What is required: Render every line of the rows below as a JSON list of strings, one string per line, with blank lines omitted. Leave out the pictures.
╔══
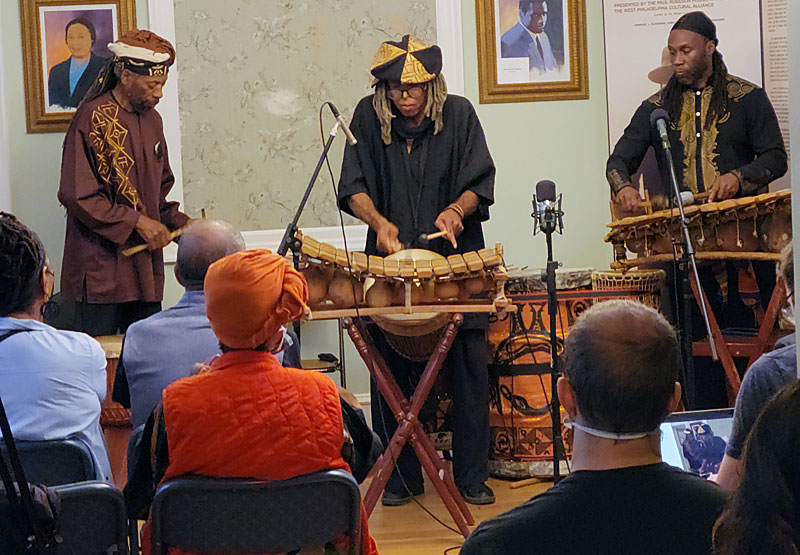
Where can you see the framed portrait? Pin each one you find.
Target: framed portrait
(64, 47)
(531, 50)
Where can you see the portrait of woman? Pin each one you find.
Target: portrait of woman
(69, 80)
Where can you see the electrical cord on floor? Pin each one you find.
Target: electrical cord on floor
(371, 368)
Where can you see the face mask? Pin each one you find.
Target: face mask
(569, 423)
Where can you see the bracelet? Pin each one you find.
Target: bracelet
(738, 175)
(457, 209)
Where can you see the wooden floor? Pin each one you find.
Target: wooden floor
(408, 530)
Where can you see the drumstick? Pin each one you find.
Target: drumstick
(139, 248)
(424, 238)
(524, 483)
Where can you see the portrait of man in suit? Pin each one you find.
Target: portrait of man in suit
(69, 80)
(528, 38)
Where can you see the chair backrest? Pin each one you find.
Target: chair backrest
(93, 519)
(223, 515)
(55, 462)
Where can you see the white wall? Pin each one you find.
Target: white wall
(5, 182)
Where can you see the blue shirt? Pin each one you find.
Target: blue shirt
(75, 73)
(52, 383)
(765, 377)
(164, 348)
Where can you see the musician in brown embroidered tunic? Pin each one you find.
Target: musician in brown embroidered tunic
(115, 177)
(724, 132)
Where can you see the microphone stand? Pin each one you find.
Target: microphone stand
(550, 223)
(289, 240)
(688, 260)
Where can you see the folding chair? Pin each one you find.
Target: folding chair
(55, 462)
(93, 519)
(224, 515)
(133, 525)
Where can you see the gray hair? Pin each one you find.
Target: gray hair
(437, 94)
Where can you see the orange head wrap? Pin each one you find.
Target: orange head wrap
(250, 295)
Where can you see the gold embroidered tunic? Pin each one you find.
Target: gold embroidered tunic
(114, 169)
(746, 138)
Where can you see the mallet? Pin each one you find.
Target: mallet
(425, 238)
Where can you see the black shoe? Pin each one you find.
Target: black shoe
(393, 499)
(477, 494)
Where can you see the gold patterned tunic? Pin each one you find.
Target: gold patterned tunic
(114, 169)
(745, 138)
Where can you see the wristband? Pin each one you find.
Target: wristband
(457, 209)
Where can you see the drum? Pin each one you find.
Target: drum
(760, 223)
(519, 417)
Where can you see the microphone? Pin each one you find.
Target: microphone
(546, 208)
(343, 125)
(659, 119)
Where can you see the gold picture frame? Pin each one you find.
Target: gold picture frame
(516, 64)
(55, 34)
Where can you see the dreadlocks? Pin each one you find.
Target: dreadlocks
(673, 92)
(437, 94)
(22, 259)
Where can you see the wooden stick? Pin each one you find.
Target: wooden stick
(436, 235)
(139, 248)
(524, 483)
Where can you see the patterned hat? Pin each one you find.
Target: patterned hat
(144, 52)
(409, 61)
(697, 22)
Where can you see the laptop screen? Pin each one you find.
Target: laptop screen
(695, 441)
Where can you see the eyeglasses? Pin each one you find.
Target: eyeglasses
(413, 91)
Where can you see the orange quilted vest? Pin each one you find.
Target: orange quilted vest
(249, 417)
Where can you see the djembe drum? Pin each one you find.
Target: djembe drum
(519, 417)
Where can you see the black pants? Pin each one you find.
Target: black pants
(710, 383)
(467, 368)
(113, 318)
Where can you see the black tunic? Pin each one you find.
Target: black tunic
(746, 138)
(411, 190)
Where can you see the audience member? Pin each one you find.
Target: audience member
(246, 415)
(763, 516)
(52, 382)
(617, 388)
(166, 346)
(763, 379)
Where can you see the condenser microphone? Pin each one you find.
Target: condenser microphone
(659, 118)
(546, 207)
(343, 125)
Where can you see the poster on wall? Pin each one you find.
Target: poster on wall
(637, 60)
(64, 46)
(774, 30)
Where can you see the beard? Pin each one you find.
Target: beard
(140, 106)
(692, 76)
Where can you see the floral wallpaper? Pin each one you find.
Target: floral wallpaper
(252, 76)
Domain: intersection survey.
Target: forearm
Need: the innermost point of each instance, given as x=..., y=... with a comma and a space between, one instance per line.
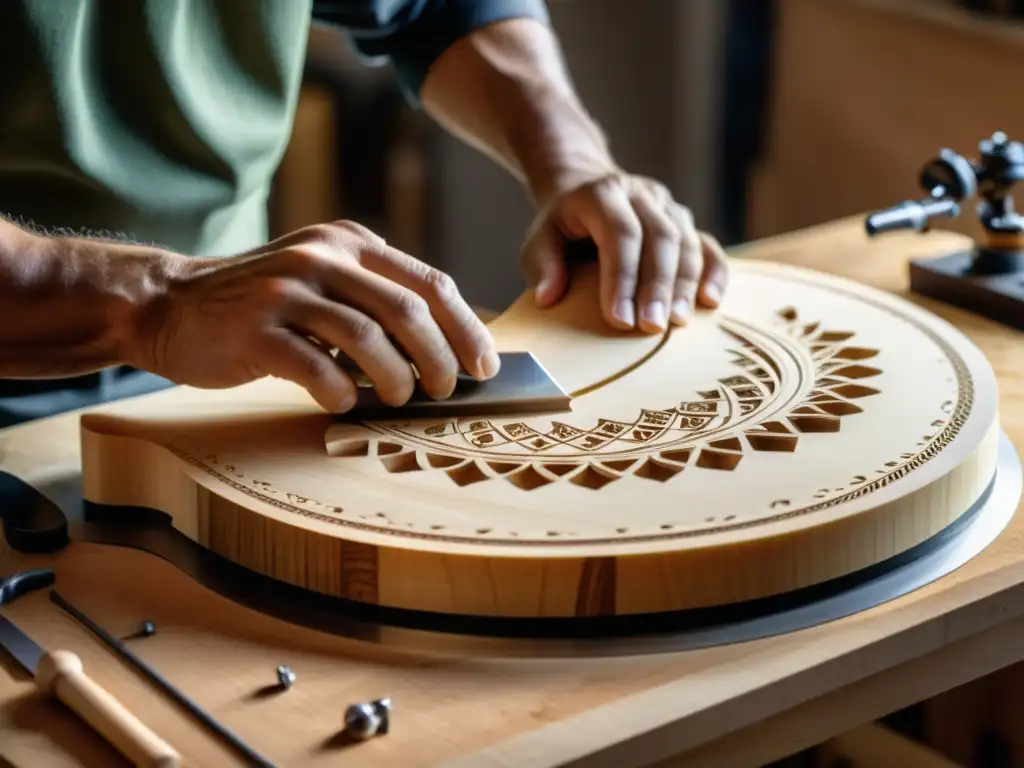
╚══
Right answer:
[
  "Where can you see the framed portrait? Pin each one you find.",
  "Target: framed portrait",
  "(64, 47)",
  "(531, 50)",
  "Where can you see the portrait of woman? Pin each one you find.",
  "Target: portrait of woman",
  "(69, 80)",
  "Where can you see the electrical cord on floor? Pin each one you find.",
  "Target: electrical cord on floor",
  "(371, 368)",
  "Where can you see the face mask? Pin each one you find.",
  "Target: face mask",
  "(569, 423)",
  "Where can you see the bracelet? Pin each one you find.",
  "Target: bracelet",
  "(738, 175)",
  "(457, 209)",
  "Where can you see the wooden floor? Pin each one you find.",
  "Target: wooden floor",
  "(408, 530)",
  "Where can you see the drumstick? Pin each one you find.",
  "Target: drumstick",
  "(139, 248)",
  "(424, 238)",
  "(524, 483)",
  "Where can you see the portrait of man in suit? Pin each one you find.",
  "Target: portrait of man in suit",
  "(69, 80)",
  "(528, 38)",
  "Where can you see the chair backrest? Pin each one you find.",
  "Target: chair backrest",
  "(93, 519)",
  "(223, 515)",
  "(55, 462)",
  "Where can you see the white wall? Pin each one you find.",
  "Target: white wall",
  "(5, 182)",
  "Where can you see the blue shirt? Pin each one you find.",
  "Target: blue shirt",
  "(75, 73)",
  "(52, 383)",
  "(765, 377)",
  "(164, 348)",
  "Where can you see the musician in brown embroidered tunic? Pin each one you find.",
  "Target: musician in brown embroidered tunic",
  "(115, 177)",
  "(724, 132)",
  "Where can you see the microphone stand? Pin each one you find.",
  "Target: microphone stand",
  "(550, 223)",
  "(289, 240)",
  "(688, 260)",
  "Where can you see the folding chair? Pin each one you find.",
  "Target: folding chair",
  "(55, 462)",
  "(93, 519)",
  "(224, 515)",
  "(133, 525)",
  "Where can you see the gray hair? Pin each one you find.",
  "Target: gray hair",
  "(437, 94)",
  "Where can you see the orange head wrap? Pin each one you find.",
  "Target: orange head wrap",
  "(250, 295)",
  "Where can you see the gold embroidered tunic? Pin each one you find.",
  "Target: gold embroidered tunic",
  "(114, 169)",
  "(746, 138)",
  "Where can you see the mallet? Pin each one you find.",
  "Target: mallet",
  "(425, 238)",
  "Where can you see the black shoe? Pin each one you find.",
  "Target: black shoe",
  "(393, 499)",
  "(477, 494)",
  "Where can you see the gold patterned tunic? Pin each one you find.",
  "Target: gold patterned tunic",
  "(114, 169)",
  "(745, 138)",
  "Where can you see the wristband? Pin each one you find.",
  "Target: wristband",
  "(457, 209)",
  "Where can you see the drum? Pin each one you find.",
  "Target: drum",
  "(760, 223)",
  "(519, 417)",
  "Where can you see the microphone? Pin each one you find.",
  "Target: microphone",
  "(546, 208)",
  "(343, 125)",
  "(659, 119)",
  "Where can you see the gold picture frame? Pin each one you find.",
  "Target: gold picture frame",
  "(516, 64)",
  "(55, 34)",
  "Where can you see the dreadlocks? Pin each one you find.",
  "Target: dreadlocks",
  "(673, 92)",
  "(437, 94)",
  "(22, 259)",
  "Where can you see the wooden stick? Pin each one you find.",
  "Target: wooden stick",
  "(436, 235)",
  "(139, 248)",
  "(524, 483)",
  "Where can you see the patterned hat? Pin each one you find.",
  "Target: patterned hat",
  "(144, 52)",
  "(409, 61)",
  "(697, 22)",
  "Where can you see the laptop screen? Pin each one you find.",
  "Target: laptop screen",
  "(695, 441)",
  "Where can you see the eyeglasses? Pin each one you find.",
  "Target: eyeglasses",
  "(413, 91)",
  "Where can you see the orange quilted vest? Pin each one you find.",
  "Target: orange quilted vest",
  "(249, 417)",
  "Where can you see the djembe drum? Pin each one you find.",
  "Target: djembe drum",
  "(519, 417)",
  "Where can you see the black pants? Pin each one you find.",
  "Target: black pants",
  "(710, 383)",
  "(467, 368)",
  "(113, 318)",
  "Where can you see the black tunic? Pin each one you find.",
  "Target: black tunic",
  "(746, 138)",
  "(411, 190)",
  "Where can you see the audience member? Pin each one you find.",
  "Target: audience member",
  "(246, 415)",
  "(763, 516)",
  "(52, 382)",
  "(617, 388)",
  "(166, 346)",
  "(763, 379)",
  "Where can you see the condenser microphone? Pin each one you find.",
  "Target: condenser microphone",
  "(659, 118)",
  "(546, 207)",
  "(343, 125)",
  "Where can you see the poster on wall? Pin each one you find.",
  "Target: poster on wall",
  "(637, 60)",
  "(64, 46)",
  "(774, 30)",
  "Where can you see the beard? Pin each one you find.",
  "Target: beard",
  "(140, 106)",
  "(692, 76)",
  "Where can you see the floral wallpaper? Pin each one you find.",
  "Target: floral wallpaper",
  "(252, 76)",
  "Domain: intersection survey.",
  "Target: forearm",
  "Need: the innermost point of each instance, given as x=..., y=... with a comma and a space between, one instance per line."
]